# Given passage
○ ○ ○ ○

I've used both extensively (though not for statistics). R's syntax is a little
more C-like and consistent than MATLAB's - however the biggest difference is
documentation.

R's, like most open source documentation, is rather terse and often very
unsatisfactory. This gets especially apparent once you get into 3rd party
libraries and use things like Bioconductor. You’ll have no idea how things are
designed to be used, and without a guru at hand to walk you through you’ll be
in a world of pain. Googling for solutions is also very difficult (even using
something like RSeek). There are some archaic boards that sometimes have what
you need, but often you'll get stuck and not know what to do. What’s nice
about MATLAB is that all the libraries are made by a competent team of
engineers and they put in the money/resources to have good documentation. Even
the more abstract rarely used libraries have decent documentation. In R, if
you try using non standard libraries, you’re gunna get screwed.

The IDEs for R are also worse. RStudio is quite nice, but it's really bare-
bones compared to MATLAB's IDE. The one really neat thing about it is that you
can host it on a server and then remotely work on your work by just going to a
URL.

○ ○ ○ ○

# Raw data
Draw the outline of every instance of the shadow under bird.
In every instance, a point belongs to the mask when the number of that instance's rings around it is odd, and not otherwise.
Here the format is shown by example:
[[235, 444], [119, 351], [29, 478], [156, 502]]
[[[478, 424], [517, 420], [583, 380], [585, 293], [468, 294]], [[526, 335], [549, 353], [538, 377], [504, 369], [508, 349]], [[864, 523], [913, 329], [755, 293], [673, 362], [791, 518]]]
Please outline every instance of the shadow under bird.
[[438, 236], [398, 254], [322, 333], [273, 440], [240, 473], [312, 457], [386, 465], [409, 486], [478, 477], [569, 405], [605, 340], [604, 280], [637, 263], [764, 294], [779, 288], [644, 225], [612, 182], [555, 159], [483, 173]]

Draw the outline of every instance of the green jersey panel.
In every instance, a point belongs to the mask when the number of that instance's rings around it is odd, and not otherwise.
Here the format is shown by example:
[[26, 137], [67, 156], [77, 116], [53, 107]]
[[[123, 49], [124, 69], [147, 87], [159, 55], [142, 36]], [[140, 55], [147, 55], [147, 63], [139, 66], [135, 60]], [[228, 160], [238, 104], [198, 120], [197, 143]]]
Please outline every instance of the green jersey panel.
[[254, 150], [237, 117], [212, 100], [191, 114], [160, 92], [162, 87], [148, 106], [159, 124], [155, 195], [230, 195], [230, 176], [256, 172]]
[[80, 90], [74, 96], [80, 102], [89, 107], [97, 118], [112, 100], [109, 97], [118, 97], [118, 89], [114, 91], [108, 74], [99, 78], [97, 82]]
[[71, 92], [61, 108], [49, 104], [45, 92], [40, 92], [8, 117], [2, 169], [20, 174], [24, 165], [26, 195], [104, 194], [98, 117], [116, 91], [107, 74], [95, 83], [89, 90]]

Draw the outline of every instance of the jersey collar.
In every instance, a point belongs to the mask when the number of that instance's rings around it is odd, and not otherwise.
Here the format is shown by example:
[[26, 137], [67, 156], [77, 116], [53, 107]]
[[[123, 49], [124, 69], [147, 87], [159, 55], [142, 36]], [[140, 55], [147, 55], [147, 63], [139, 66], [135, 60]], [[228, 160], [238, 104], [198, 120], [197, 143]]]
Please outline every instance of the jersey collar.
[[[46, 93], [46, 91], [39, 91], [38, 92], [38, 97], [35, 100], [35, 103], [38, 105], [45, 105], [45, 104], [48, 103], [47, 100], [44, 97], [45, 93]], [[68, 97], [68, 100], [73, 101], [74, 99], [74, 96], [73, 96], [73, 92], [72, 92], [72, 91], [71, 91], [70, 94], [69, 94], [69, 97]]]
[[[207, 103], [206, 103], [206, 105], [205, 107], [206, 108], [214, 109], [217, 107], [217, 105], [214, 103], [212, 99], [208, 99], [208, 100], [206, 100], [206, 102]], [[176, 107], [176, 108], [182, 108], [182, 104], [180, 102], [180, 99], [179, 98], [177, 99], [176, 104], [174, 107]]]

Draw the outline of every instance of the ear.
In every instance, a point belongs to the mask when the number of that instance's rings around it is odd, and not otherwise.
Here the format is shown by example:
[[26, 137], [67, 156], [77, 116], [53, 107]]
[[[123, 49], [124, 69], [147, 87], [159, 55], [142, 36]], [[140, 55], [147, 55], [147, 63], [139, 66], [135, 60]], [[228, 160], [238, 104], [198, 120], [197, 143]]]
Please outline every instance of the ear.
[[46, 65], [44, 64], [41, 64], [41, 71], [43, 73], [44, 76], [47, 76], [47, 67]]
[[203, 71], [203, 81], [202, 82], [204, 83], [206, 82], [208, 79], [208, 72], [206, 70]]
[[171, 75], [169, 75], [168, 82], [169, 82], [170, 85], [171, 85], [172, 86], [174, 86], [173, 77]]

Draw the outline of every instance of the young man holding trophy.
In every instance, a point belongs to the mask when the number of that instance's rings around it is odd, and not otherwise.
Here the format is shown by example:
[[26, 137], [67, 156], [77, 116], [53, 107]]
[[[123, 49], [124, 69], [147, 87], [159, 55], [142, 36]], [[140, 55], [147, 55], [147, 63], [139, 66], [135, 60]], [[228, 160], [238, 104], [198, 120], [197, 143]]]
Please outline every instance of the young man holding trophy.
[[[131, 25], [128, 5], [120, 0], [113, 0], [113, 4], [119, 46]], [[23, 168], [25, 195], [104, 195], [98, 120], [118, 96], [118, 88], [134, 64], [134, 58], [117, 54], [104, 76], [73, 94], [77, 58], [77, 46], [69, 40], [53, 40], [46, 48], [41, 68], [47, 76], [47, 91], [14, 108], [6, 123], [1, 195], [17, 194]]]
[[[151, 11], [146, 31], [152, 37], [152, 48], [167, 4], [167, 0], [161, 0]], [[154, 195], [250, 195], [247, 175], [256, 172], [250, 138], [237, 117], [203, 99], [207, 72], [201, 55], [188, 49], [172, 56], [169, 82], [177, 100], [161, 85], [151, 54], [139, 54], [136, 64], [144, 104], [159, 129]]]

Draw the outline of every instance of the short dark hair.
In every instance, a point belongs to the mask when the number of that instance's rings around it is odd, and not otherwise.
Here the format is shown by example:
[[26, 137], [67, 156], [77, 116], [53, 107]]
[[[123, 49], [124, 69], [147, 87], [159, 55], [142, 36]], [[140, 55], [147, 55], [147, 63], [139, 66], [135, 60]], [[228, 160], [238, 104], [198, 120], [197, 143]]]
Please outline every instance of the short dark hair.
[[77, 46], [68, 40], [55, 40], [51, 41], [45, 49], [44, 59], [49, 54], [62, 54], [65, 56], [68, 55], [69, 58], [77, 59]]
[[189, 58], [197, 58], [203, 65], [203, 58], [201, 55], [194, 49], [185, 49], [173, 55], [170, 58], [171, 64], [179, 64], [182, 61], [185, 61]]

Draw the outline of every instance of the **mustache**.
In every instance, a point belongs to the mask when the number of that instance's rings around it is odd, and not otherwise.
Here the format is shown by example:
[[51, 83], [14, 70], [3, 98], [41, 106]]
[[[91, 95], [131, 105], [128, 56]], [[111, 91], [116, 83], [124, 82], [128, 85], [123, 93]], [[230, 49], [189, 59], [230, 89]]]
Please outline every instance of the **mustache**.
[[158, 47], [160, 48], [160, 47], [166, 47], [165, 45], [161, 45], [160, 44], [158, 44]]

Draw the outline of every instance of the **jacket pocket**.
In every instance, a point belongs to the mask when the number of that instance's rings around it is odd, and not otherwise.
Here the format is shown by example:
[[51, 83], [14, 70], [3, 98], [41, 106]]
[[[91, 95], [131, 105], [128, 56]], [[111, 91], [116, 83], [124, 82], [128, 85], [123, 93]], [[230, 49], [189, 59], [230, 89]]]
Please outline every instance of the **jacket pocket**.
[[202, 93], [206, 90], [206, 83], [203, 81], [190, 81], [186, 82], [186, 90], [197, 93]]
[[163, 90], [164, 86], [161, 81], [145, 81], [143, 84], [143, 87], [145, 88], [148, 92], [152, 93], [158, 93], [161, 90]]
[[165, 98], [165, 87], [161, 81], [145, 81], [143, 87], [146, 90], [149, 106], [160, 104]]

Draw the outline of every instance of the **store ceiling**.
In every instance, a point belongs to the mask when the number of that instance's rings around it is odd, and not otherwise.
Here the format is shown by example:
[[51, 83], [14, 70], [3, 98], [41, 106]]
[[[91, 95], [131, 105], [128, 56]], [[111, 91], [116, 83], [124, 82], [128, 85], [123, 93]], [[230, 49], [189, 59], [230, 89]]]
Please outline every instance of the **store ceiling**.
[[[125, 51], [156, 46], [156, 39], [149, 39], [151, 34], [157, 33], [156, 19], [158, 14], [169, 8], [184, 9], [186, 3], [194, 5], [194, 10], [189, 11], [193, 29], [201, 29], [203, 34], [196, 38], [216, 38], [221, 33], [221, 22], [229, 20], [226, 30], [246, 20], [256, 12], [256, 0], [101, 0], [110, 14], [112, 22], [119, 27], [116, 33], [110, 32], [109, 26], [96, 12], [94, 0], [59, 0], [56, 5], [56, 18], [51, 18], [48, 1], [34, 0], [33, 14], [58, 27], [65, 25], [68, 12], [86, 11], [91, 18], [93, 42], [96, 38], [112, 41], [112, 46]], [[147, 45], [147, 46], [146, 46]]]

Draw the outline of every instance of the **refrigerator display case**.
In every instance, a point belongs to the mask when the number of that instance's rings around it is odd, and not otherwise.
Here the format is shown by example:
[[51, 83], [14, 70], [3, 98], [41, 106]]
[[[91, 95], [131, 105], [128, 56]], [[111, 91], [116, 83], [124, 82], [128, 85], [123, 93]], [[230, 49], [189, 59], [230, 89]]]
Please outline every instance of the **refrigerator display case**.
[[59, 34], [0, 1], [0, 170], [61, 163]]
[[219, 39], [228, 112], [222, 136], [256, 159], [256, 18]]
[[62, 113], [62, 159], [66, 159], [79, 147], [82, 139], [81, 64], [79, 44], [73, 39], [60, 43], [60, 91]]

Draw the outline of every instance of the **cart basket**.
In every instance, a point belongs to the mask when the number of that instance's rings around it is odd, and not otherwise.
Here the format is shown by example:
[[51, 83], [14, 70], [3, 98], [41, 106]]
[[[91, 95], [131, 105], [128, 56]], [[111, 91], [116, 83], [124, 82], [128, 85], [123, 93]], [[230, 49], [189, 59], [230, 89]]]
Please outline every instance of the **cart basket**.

○ ○ ○ ○

# Task list
[1] Answer each question from the post comparing R and MATLAB.
(a) What does the writer call the biggest difference between the two?
(b) Who makes the libraries for MATLAB?
(c) What is the one really neat thing about RStudio?
[2] Reproduce the post comparing R and MATLAB from "R's, like most" up to and including "gunna get screwed.".
The entries are separate material with no connection to the post comparing R and MATLAB.

# Set of answers
[1]
(a) Documentation.
(b) A competent team of engineers.
(c) You can host it on a server and then work remotely by going to a URL.

[2]
R's, like most open source documentation, is rather terse and often very
unsatisfactory. This gets especially apparent once you get into 3rd party
libraries and use things like Bioconductor. You’ll have no idea how things are
designed to be used, and without a guru at hand to walk you through you’ll be
in a world of pain. Googling for solutions is also very difficult (even using
something like RSeek). There are some archaic boards that sometimes have what
you need, but often you'll get stuck and not know what to do. What’s nice
about MATLAB is that all the libraries are made by a competent team of
engineers and they put in the money/resources to have good documentation. Even
the more abstract rarely used libraries have decent documentation. In R, if
you try using non standard libraries, you’re gunna get screwed.